• [Problem description] Could you copy out all of the data below verbatim, line for line?

** START OF Records for this exercise **

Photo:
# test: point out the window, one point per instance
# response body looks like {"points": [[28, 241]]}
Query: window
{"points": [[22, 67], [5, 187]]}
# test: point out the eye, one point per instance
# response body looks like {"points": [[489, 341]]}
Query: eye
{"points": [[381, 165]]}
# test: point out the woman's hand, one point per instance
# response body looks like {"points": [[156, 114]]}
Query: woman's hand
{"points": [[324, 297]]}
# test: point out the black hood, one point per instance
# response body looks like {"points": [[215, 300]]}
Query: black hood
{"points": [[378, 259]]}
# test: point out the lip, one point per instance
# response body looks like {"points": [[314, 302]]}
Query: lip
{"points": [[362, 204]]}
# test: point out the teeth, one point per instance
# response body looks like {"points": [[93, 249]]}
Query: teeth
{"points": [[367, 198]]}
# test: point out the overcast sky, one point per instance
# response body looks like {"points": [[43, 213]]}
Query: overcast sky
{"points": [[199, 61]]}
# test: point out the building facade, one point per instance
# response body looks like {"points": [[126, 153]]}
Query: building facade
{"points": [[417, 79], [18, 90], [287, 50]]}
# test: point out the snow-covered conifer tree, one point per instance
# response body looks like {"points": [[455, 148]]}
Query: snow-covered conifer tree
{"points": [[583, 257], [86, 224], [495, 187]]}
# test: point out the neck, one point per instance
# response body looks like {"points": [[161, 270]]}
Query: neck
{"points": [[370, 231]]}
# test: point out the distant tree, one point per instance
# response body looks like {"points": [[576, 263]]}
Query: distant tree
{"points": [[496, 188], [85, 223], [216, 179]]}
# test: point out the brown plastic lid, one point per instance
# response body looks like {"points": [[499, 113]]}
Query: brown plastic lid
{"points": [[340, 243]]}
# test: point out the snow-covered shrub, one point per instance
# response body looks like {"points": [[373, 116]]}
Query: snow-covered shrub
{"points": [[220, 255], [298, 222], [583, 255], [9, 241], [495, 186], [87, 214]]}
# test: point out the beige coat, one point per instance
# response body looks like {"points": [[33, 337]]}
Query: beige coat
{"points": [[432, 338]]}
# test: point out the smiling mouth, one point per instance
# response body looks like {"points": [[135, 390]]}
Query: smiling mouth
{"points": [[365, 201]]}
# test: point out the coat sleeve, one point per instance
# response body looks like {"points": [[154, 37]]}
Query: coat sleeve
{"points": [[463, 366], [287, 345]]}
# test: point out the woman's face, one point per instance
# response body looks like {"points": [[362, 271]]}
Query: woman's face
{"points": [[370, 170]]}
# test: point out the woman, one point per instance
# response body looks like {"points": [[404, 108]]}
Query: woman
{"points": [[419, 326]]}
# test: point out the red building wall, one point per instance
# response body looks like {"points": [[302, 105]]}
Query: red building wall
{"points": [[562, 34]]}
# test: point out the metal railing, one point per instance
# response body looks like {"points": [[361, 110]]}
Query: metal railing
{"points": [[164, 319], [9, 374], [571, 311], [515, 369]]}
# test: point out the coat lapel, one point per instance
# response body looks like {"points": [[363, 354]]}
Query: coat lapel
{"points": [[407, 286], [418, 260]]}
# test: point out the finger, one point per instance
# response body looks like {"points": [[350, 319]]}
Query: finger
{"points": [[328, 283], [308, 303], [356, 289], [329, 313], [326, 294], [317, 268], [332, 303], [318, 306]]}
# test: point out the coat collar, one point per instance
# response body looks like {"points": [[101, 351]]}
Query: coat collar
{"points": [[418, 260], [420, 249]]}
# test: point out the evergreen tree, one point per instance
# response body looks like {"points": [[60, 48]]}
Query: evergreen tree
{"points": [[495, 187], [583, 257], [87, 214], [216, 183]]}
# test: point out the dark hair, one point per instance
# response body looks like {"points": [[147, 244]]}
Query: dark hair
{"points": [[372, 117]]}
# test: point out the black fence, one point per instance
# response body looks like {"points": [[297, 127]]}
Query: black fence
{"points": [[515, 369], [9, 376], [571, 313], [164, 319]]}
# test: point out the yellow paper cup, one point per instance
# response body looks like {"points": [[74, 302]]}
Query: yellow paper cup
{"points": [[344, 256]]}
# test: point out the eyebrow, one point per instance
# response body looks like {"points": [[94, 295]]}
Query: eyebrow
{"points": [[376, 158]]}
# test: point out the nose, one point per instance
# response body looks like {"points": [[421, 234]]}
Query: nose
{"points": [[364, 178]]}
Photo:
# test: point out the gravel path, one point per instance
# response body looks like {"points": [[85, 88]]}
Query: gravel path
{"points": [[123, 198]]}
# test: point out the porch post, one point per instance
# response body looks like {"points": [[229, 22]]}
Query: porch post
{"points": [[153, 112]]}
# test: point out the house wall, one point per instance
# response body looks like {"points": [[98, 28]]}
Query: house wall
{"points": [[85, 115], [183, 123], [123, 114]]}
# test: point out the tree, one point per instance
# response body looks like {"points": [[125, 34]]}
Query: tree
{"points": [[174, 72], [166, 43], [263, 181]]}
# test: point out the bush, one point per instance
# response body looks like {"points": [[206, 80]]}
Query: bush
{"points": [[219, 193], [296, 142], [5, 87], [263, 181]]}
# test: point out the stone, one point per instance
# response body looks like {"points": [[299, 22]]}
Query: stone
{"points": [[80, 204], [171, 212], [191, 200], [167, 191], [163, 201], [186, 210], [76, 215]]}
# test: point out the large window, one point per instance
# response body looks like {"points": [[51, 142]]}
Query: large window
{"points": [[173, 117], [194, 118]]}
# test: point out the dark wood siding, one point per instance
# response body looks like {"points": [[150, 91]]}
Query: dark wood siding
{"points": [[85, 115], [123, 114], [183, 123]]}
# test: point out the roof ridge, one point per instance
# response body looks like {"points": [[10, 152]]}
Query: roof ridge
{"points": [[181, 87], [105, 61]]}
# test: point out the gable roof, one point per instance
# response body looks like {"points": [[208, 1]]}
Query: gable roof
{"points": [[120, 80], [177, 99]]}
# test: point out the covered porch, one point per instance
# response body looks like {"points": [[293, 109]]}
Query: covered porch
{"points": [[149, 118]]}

** END OF Records for this exercise **

• [Full solution]
Photo:
# test: point out the window, one point per instance
# response body looks like {"points": [[28, 241]]}
Query: window
{"points": [[22, 67], [5, 187]]}
# test: point out the eye, one point per instance
# response body looks like {"points": [[489, 341]]}
Query: eye
{"points": [[381, 165]]}
# test: point out the woman's hand, one point per instance
# response body looks like {"points": [[156, 114]]}
Query: woman's hand
{"points": [[324, 297]]}
# test: point out the black hood, one point per instance
# response body looks like {"points": [[215, 300]]}
Query: black hood
{"points": [[378, 259]]}
# test: point out the lip, one point per instance
# response body looks like {"points": [[314, 302]]}
Query: lip
{"points": [[362, 204]]}
# test: point out the teeth, one point per instance
# response body looks like {"points": [[93, 249]]}
Query: teeth
{"points": [[367, 198]]}
# test: point out the overcast sky, one point per instance
# response body looks like {"points": [[43, 213]]}
Query: overcast sky
{"points": [[199, 61]]}
# test: point out the building facade, one point per instance
# response body looks like {"points": [[126, 153]]}
Query: building facade
{"points": [[417, 79], [18, 90], [287, 50]]}
# test: point out the snow-covered conifer tree, one point per instance
# response body looks like {"points": [[455, 148]]}
Query: snow-covered conifer tree
{"points": [[583, 257], [86, 224], [495, 187]]}
# test: point out the neck, one point per instance
# response body looks like {"points": [[161, 270]]}
Query: neck
{"points": [[370, 231]]}
# test: point out the distant tree, one point per instance
# response body looks like {"points": [[576, 263]]}
Query: distant tree
{"points": [[496, 188], [85, 223], [216, 179]]}
# test: point out the brown plastic lid, one point per instance
# response body looks like {"points": [[499, 113]]}
Query: brown plastic lid
{"points": [[340, 243]]}
# test: point out the snow-covered shrub, one point per instance
# response body looks like {"points": [[373, 116]]}
Query: snow-covered shrub
{"points": [[220, 255], [298, 222], [583, 255], [9, 241], [495, 186], [87, 214]]}
# test: point out the beige coat, one point per instance
# response body looks like {"points": [[33, 337]]}
Query: beige coat
{"points": [[432, 338]]}
# test: point out the smiling mouth, one point per instance
# response body looks like {"points": [[135, 390]]}
Query: smiling mouth
{"points": [[365, 201]]}
# test: point out the coat sleeve, one point per instance
# response body looks like {"points": [[154, 37]]}
Query: coat sleeve
{"points": [[463, 366], [287, 345]]}
# test: point out the woman's face, one point per instance
# response body looks like {"points": [[362, 271]]}
Query: woman's face
{"points": [[370, 170]]}
# test: point out the woman, one point per instance
# response body looks like {"points": [[404, 108]]}
Query: woman
{"points": [[419, 326]]}
# test: point out the red building wall, one point per instance
# response body looks like {"points": [[302, 105]]}
Query: red building wall
{"points": [[562, 34]]}
# test: point out the metal railing, one point per instance
# response body looks like {"points": [[361, 110]]}
Query: metal railing
{"points": [[164, 319], [9, 374], [571, 311], [515, 369]]}
# test: point out the coat lapel, one point per instance
# response body looks like {"points": [[363, 354]]}
Query: coat lapel
{"points": [[407, 286], [418, 260]]}
# test: point out the finger, one point per instance
# response body looks like {"points": [[350, 319]]}
Query: finger
{"points": [[328, 283], [308, 303], [356, 289], [329, 313], [326, 294], [317, 268], [332, 303], [318, 306]]}
# test: point out the coat collar, one point per instance
# response body looks like {"points": [[101, 351]]}
Query: coat collar
{"points": [[418, 260], [420, 249]]}
# test: point out the evergreen tree, one point per instance
# response body looks like {"points": [[60, 48]]}
Query: evergreen tree
{"points": [[495, 187], [583, 257], [87, 214], [216, 183]]}
# test: point out the dark hair, one point per instance
# response body looks like {"points": [[147, 244]]}
Query: dark hair
{"points": [[372, 117]]}
# test: point out the black fence, one point per instance
# response body looks like {"points": [[297, 127]]}
Query: black fence
{"points": [[515, 369], [9, 376], [571, 313], [164, 319]]}
# test: point out the yellow paper cup, one point per instance
# response body looks like {"points": [[74, 302]]}
Query: yellow paper cup
{"points": [[344, 256]]}
# test: point out the eyebrow, one point per instance
# response body looks like {"points": [[94, 295]]}
Query: eyebrow
{"points": [[376, 158]]}
# test: point out the nose, one point per instance
# response body looks like {"points": [[421, 234]]}
Query: nose
{"points": [[364, 178]]}
Photo:
# test: point out the gravel path, one point per instance
# response body looks like {"points": [[85, 88]]}
Query: gravel path
{"points": [[123, 198]]}
# test: point out the porch post, one point per instance
# response body looks like {"points": [[229, 22]]}
Query: porch post
{"points": [[153, 112]]}
# test: point out the house wall, one point per instance
# response body looks like {"points": [[98, 28]]}
Query: house wall
{"points": [[85, 115], [183, 123], [123, 114]]}
# test: point out the tree, one point per instance
# response body looks like {"points": [[125, 34]]}
Query: tree
{"points": [[174, 72], [166, 43], [263, 181]]}
# test: point out the bush, one point per instance
# response body looks like {"points": [[206, 80]]}
Query: bush
{"points": [[219, 193], [296, 142], [5, 87], [263, 181]]}
# test: point out the stone, one point per instance
# response body looks like {"points": [[299, 22]]}
Query: stone
{"points": [[80, 204], [171, 212], [191, 200], [167, 191], [163, 201], [186, 210], [76, 215]]}
# test: point out the large window, one point per instance
# response body looks like {"points": [[51, 142]]}
Query: large window
{"points": [[173, 117], [194, 118]]}
# test: point out the dark wood siding, one point per instance
# response body looks like {"points": [[150, 91]]}
Query: dark wood siding
{"points": [[85, 115], [123, 114], [183, 123]]}
# test: point out the roof ridge, one point per instance
# response body looks like {"points": [[10, 152]]}
Query: roof ridge
{"points": [[181, 87], [105, 61]]}
# test: point out the gable roof, one point per instance
# response body looks like {"points": [[208, 1]]}
Query: gable roof
{"points": [[120, 80], [177, 99]]}
# test: point out the covered porch, one point per instance
# response body looks like {"points": [[293, 109]]}
Query: covered porch
{"points": [[149, 118]]}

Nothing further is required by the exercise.